= TEXTO EXTRAÍDO =
......
Este último ponto é indiscutível, porque a Paixão de Nosso Senhor Jesus Cristo foi isso. São Paulo chegou a dizer que ele não saberia pregar a não ser Jesus Cristo crucificado (cf. 1Cor 1, 23). Deus que criou e dispôs todas as maravilhas festivas da Criação, entretanto, quis que houvesse um trágico mais grandioso do que todas essas festas: a Paixão e Morte de Nosso Senhor Jesus Cristo. Isso não é contestável.

Crítica de um autor italiano a Claude Lorrain

Por fim, consideremos a crítica feita pelo comentador italiano a Claude Lorrain.

Ele diz o seguinte: Esse quadro tem, de fato, uma apresentação muito boa da luz. Mas não se pode confundir um dos componentes do quadro, que é a luz, com o todo. E se o quadro é muito forte do ponto de vista da luminosidade, significa que todos os demais elementos nos quais não há jogo de luzes são apenas comuns. Por exemplo, não se pode dizer que o prédio seja uma maravilha. Ele apenas é um casarão muito pitoresco. Mas a torre medieval é como qualquer outra, o jardim cercado pelo muro é semelhante a qualquer jardim; a forma dessas escadas ou o palácio vazado, ao fundo, todas essas coisas são muito comuns.

Percebe-se que o pintor quer apresentar algo, mas nada disso é muito expressivo, somente a luz o é, e até se poderia dizer que ela “devorou” o quadro inteiro. Perde-se a noção de conjunto quando um elemento “devora” os outros, visto que o conjunto sempre vale mais do que uma das partes. Portanto, esse quadro tem menos valor pelo fato de ressaltar apenas uma das partes e não a sua totalidade.

Claude Lorrain (CC3.0)

A pergunta que surge, então, é a seguinte: não será uma fraqueza de Lorrain representar as coisas de modo tão comum? Se ele fosse verdadeiramente um bom artista, seria capaz de fazer o resto também bom. Logo, Claude Lorrain é um pintor de segunda categoria.
......
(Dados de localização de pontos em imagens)
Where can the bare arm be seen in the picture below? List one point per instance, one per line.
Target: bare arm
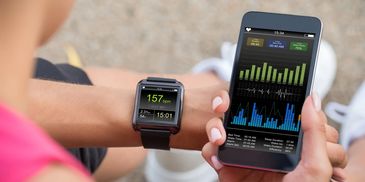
(100, 115)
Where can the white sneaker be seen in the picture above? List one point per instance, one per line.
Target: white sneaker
(325, 74)
(352, 117)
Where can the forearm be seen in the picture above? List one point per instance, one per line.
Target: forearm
(78, 115)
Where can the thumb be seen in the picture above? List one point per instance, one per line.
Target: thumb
(314, 150)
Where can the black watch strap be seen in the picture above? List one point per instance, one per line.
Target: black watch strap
(155, 139)
(165, 80)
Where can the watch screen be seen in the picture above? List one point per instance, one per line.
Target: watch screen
(269, 90)
(157, 104)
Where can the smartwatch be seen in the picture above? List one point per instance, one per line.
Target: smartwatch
(157, 111)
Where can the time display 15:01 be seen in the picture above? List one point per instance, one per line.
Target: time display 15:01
(158, 98)
(164, 115)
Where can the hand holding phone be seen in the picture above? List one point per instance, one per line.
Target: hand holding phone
(318, 163)
(272, 75)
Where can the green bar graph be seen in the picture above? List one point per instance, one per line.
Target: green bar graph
(247, 74)
(274, 75)
(279, 77)
(291, 77)
(286, 70)
(241, 75)
(252, 72)
(263, 72)
(267, 73)
(258, 71)
(296, 77)
(302, 74)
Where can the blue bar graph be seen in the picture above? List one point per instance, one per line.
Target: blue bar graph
(257, 119)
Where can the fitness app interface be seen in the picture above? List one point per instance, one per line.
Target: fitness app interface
(157, 104)
(269, 90)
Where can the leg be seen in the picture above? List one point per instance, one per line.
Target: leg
(356, 165)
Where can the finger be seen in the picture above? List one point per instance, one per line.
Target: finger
(220, 103)
(337, 155)
(323, 116)
(314, 151)
(331, 134)
(339, 174)
(209, 153)
(215, 131)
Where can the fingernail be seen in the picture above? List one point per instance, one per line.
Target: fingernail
(215, 134)
(316, 101)
(217, 165)
(216, 102)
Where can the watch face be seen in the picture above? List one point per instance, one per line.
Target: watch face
(157, 104)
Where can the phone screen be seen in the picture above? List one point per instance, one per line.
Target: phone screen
(269, 90)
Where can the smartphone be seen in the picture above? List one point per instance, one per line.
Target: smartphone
(272, 75)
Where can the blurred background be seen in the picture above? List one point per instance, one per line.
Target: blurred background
(164, 36)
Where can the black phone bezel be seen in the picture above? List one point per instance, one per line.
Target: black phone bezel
(258, 159)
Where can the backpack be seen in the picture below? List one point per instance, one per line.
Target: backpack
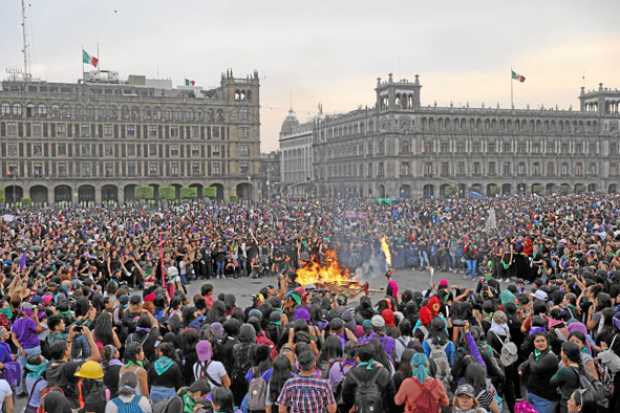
......
= EXERCÍCIOS PROPOSTOS =
(1) Responda às perguntas com base no texto sobre Claude Lorrain.
(a) Segundo São Paulo, o que ele não saberia pregar além de Jesus Cristo crucificado?
(b) Qual componente do quadro, conforme o comentador italiano, tem uma apresentação muito boa?
(c) A que conclusão sobre Claude Lorrain chega o último parágrafo?
(2) Reescreva em forma de lista o parágrafo do texto sobre Claude Lorrain que começa com "Percebe-se que o pintor quer apresentar algo". Mantenha as ideias principais.
(3) Repita o trecho do texto sobre Claude Lorrain que vai de "Por fim, consideremos" até "são muito comuns.", inclusive.

= RESOLUÇÃO DOS EXERCÍCIOS =
(1)
(a) Nada; ele não saberia pregar a não ser Jesus Cristo crucificado.
(b) A luz.
(c) A de que Claude Lorrain é um pintor de segunda categoria.

(2)
- O pintor quer apresentar algo, mas apenas a luz é expressiva.
- Pode-se dizer que a luz "devorou" o quadro inteiro.
- Quando um elemento "devora" os outros, perde-se a noção de conjunto, que sempre vale mais do que uma das partes.
- Por isso, o quadro tem menos valor: ressalta apenas uma das partes, e não a totalidade.

(3)
Por fim, consideremos a crítica feita pelo comentador italiano a Claude Lorrain.

Ele diz o seguinte: Esse quadro tem, de fato, uma apresentação muito boa da luz. Mas não se pode confundir um dos componentes do quadro, que é a luz, com o todo. E se o quadro é muito forte do ponto de vista da luminosidade, significa que todos os demais elementos nos quais não há jogo de luzes são apenas comuns. Por exemplo, não se pode dizer que o prédio seja uma maravilha. Ele apenas é um casarão muito pitoresco. Mas a torre medieval é como qualquer outra, o jardim cercado pelo muro é semelhante a qualquer jardim; a forma dessas escadas ou o palácio vazado, ao fundo, todas essas coisas são muito comuns.